EXERCISE PROMPT: No record may be omitted; give all of them again exactly.

*** Opening of EXERCISE INPUT ***

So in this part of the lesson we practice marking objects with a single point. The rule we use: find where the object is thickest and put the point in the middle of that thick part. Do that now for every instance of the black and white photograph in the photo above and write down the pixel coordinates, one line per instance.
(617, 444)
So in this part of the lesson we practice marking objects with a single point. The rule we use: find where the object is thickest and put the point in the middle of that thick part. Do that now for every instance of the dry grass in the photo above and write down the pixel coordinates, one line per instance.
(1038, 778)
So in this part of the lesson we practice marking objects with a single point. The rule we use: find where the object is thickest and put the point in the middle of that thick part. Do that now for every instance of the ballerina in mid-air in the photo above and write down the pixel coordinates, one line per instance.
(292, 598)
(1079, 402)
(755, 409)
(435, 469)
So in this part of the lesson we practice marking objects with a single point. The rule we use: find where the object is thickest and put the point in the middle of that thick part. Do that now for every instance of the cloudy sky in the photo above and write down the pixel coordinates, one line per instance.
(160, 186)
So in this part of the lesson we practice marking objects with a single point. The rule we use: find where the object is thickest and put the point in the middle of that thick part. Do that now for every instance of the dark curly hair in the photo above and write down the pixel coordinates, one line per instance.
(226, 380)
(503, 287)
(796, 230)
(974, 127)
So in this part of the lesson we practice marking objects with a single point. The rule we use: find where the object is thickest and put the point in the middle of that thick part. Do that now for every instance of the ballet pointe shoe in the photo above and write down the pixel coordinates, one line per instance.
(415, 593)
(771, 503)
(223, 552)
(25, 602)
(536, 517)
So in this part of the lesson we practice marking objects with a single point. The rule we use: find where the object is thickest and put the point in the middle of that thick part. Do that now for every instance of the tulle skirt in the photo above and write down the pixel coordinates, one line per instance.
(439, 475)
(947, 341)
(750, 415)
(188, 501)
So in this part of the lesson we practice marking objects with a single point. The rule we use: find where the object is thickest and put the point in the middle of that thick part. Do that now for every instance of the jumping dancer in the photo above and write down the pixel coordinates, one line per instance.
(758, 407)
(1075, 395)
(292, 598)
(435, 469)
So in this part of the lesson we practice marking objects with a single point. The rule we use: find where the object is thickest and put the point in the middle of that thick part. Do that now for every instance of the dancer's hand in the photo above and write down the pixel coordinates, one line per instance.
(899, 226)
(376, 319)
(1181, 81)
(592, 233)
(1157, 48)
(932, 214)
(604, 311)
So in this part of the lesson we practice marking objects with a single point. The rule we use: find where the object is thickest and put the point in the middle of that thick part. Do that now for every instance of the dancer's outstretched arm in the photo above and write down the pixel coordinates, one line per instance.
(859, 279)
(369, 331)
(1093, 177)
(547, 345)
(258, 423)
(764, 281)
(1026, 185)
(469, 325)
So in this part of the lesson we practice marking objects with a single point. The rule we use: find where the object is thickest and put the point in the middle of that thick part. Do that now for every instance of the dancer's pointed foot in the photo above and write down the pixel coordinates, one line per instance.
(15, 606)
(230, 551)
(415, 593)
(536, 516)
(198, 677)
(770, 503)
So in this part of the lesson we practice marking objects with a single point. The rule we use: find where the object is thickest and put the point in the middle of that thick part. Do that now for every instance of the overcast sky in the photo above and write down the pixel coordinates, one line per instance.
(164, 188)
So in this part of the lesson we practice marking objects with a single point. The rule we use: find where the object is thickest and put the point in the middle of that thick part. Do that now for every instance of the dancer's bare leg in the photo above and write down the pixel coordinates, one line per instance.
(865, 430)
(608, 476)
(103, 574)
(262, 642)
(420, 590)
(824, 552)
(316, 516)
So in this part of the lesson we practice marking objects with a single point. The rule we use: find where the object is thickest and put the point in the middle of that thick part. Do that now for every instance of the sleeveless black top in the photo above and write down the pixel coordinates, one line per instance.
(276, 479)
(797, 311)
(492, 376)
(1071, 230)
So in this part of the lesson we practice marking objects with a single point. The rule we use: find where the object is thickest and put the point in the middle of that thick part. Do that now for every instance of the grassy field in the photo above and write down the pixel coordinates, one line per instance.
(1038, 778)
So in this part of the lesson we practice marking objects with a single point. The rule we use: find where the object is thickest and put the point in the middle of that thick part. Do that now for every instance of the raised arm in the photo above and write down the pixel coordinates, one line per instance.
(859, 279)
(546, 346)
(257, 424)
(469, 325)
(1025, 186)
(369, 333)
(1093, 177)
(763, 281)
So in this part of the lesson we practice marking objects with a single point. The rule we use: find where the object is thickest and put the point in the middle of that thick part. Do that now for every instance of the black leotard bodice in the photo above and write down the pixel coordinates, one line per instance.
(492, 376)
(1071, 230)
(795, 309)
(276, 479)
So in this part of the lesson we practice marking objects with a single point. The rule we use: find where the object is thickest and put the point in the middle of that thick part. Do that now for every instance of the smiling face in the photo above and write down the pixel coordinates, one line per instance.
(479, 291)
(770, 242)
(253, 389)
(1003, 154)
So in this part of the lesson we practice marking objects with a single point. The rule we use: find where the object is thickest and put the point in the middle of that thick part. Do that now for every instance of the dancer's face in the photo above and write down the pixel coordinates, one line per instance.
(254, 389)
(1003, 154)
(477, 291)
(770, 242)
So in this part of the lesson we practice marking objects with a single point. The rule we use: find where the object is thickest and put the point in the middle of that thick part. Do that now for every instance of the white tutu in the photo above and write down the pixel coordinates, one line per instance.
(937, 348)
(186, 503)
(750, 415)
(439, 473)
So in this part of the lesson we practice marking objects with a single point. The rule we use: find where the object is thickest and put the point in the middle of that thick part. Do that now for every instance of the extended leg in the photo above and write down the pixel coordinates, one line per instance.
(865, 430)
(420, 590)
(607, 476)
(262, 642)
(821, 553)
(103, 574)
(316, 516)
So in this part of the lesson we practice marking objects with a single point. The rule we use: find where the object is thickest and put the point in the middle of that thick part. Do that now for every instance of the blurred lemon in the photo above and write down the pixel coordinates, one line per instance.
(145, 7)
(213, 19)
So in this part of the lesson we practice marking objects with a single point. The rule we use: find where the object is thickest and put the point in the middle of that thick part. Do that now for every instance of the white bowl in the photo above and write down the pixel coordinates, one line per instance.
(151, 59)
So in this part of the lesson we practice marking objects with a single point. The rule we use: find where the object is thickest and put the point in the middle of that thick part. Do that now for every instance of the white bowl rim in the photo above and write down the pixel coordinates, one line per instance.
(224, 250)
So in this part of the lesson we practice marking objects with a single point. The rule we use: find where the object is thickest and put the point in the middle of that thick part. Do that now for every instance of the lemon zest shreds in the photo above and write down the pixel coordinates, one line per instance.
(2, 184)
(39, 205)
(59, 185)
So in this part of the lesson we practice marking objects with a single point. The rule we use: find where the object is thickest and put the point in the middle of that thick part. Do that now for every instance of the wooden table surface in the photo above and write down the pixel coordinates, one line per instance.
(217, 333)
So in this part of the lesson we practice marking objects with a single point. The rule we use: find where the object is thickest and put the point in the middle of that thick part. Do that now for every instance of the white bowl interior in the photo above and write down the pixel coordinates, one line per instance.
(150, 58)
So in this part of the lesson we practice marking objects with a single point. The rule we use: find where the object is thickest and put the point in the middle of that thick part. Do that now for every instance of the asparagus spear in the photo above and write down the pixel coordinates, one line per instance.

*** Close of EXERCISE INPUT ***

EXPECTED ANSWER:
So in this part of the lesson we practice marking objects with a single point. The rule we use: find where the object is thickest and put the point in the middle of that thick part. Do that now for every instance of the black and white photograph in the photo above and write down the pixel coordinates, one line per instance.
(617, 444)
So in this part of the lesson we practice marking objects with a single point. The rule we use: find where the object is thickest and put the point in the middle of that thick part. Do that now for every instance of the dry grass in the photo above and write down the pixel coordinates, one line per instance.
(1038, 778)
So in this part of the lesson we practice marking objects with a single point. The rule we use: find where the object is thickest and put the point in the middle of that thick part. Do that now for every instance of the ballerina in mid-air in the photo above and write down the pixel coordinates, one line per instance.
(292, 598)
(1079, 402)
(755, 409)
(435, 469)
So in this part of the lesson we practice marking objects with a single point. The rule we use: find where the object is thickest and put the point in the middle of that thick part. Do that now for every instance of the cloudy sky in the photo above and write down the pixel coordinates, one line per instance.
(160, 186)
So in this part of the lesson we practice marking objects with a single point. The rule we use: find where the object is thickest and put the point in the middle of that thick part. Do that now for every instance of the dark curly hair in the photo above and write down the pixel coordinates, one line per instance.
(226, 380)
(503, 287)
(796, 230)
(974, 127)
So in this part of the lesson we practice marking objects with a single point. The rule we use: find where the object is thickest and put the point in the middle of that thick part. Do that now for every instance of the ballet pointe shoe in the photo above and write down the pixel coordinates, one line per instance.
(415, 593)
(771, 503)
(223, 552)
(25, 602)
(536, 517)
So in this part of the lesson we practice marking objects with a single point. The rule we use: find where the object is thickest and put the point in the middle of that thick part. Do that now for every instance of the tulle skirt in the photo above and write down the pixel coordinates, one line per instance.
(439, 475)
(947, 341)
(750, 415)
(188, 501)
So in this part of the lesson we practice marking objects with a single point. The rule we use: find where the object is thickest and put the point in the middle of that thick part. Do that now for every instance of the jumping dancer in the photo above and write down the pixel coordinates, one line per instance.
(758, 407)
(1075, 395)
(292, 598)
(435, 469)
So in this part of the lesson we practice marking objects with a single point. The rule we use: find where the object is thickest and put the point in the middle of that thick part. Do that now for every instance of the dancer's hand in the photo above and write down the pixel coordinates, one line per instance.
(899, 226)
(376, 319)
(1181, 81)
(592, 233)
(1157, 48)
(932, 214)
(604, 311)
So in this part of the lesson we practice marking objects with a single point. The rule we use: find where the object is thickest and put the point in the middle of that thick part. Do that now for every instance of the dancer's outstretched arm in the photo above and write down the pixel coordinates, one line per instance.
(859, 279)
(369, 331)
(1093, 177)
(547, 345)
(258, 423)
(764, 281)
(1026, 185)
(469, 325)
So in this part of the lesson we practice marking objects with a single point. The rule we use: find where the object is thickest and put the point in the middle of that thick part. Do that now for every instance of the dancer's pointed foot in the photo above and write down the pixel coordinates, one line per instance.
(15, 606)
(230, 551)
(415, 593)
(536, 516)
(198, 677)
(770, 503)
So in this part of the lesson we practice marking objects with a single point. The rule we use: find where the object is thickest and put the point in the middle of that thick part. Do that now for every instance of the overcast sky in the photo above and write down the pixel coordinates, one line per instance.
(164, 188)
So in this part of the lesson we practice marking objects with a single point. The rule we use: find where the object is thickest and put the point in the middle of that thick part. Do that now for every instance of the dancer's bare leg in the photo above and write down the pixel coordinates, one line per instance.
(865, 430)
(608, 476)
(103, 574)
(262, 642)
(420, 590)
(824, 552)
(316, 516)
So in this part of the lesson we practice marking objects with a single point. The rule we use: find where the object is thickest and put the point in the middle of that thick part. Do that now for every instance of the sleeveless black top in the photo above and write down the pixel coordinates, one line per instance.
(276, 479)
(797, 311)
(492, 376)
(1071, 230)
So in this part of the lesson we practice marking objects with a single point. The rule we use: find where the object is thickest and put the point in the middle of that thick part. Do that now for every instance of the grassy field in the photo above and write down the pixel coordinates, one line per instance.
(1038, 778)
So in this part of the lesson we practice marking objects with a single point. The rule we use: find where the object is thickest and put the point in the middle of that thick part. Do that now for every instance of the raised arm in the photo above and write down the pixel coordinates, one line per instance.
(859, 279)
(546, 346)
(257, 424)
(469, 325)
(1025, 186)
(369, 333)
(1093, 177)
(763, 281)
So in this part of the lesson we practice marking objects with a single point. The rule we use: find where the object is thickest and put the point in the middle of that thick part. Do that now for every instance of the black leotard bodice in the photo above and write down the pixel coordinates, one line per instance.
(492, 376)
(1071, 230)
(795, 309)
(276, 479)
So in this part of the lesson we practice marking objects with a single point. The rule we use: find where the object is thickest and put the point in the middle of that thick part. Do that now for every instance of the smiling face in the photo above and write down the pixel coordinates, one line per instance.
(479, 291)
(770, 242)
(253, 389)
(1003, 154)
So in this part of the lesson we practice marking objects with a single point. The rule we use: find where the object is thickest and put the point in the middle of that thick part. Do that now for every instance of the dancer's face in the photo above and write down the pixel coordinates, one line per instance.
(254, 389)
(1003, 154)
(477, 291)
(770, 242)
So in this part of the lesson we practice marking objects with a single point. The rule we use: find where the object is thickest and put the point in the middle of that thick part. Do that now for every instance of the white tutu in the photo above and write down the pixel coordinates, one line per instance.
(937, 348)
(186, 503)
(750, 415)
(439, 473)
So in this part of the lesson we practice marking objects with a single point. The rule we use: find where the object is thickest and put the point in the middle of that thick part. Do that now for every instance of the extended leg in the photo above and write down the pixel coordinates, one line per instance.
(865, 430)
(420, 590)
(607, 476)
(262, 642)
(821, 553)
(103, 574)
(316, 516)
So in this part of the lesson we practice marking objects with a single point. The rule we use: find where the object is thickest and put the point in the middle of that thick part. Do that now for every instance of the blurred lemon in the photo above and write down the pixel coordinates, one line per instance.
(145, 7)
(213, 19)
So in this part of the lesson we practice marking objects with a single point. The rule we use: find where the object is thickest and put the point in the middle of that thick part. Do that now for every instance of the white bowl in the photo above and write down the pixel coordinates, one line per instance.
(151, 59)
So in this part of the lesson we practice marking objects with a single point. The rule we use: find where the object is thickest and put the point in the middle of that thick part. Do that now for every instance of the white bowl rim in the photo above and write down the pixel coordinates, one line per instance.
(224, 250)
So in this part of the lesson we practice marking objects with a single point. The rule we use: find where the object is thickest and put the point in the middle of that thick part. Do that now for every instance of the lemon zest shreds in the photo above and write down the pixel coordinates, one line per instance.
(2, 184)
(39, 205)
(59, 185)
So in this part of the lesson we practice marking objects with a single point. The rule we use: find where the object is thickest and put the point in the middle of that thick part. Do that now for every instance of the wooden table surface in the photo above and write down the pixel coordinates, one line per instance.
(217, 333)
So in this part of the lesson we practice marking objects with a single point. The rule we use: find where the object is thickest and put the point in the middle of that thick part. Do that now for every instance of the white bowl interior in the photo above and write down the pixel coordinates, one line per instance.
(150, 58)
So in this part of the lesson we practice marking objects with a single point. The rule we use: find where the object is thickest and put the point in the middle of that thick part. Do that now for every instance of the asparagus spear in the photo above and write down the pixel coordinates, one line per instance.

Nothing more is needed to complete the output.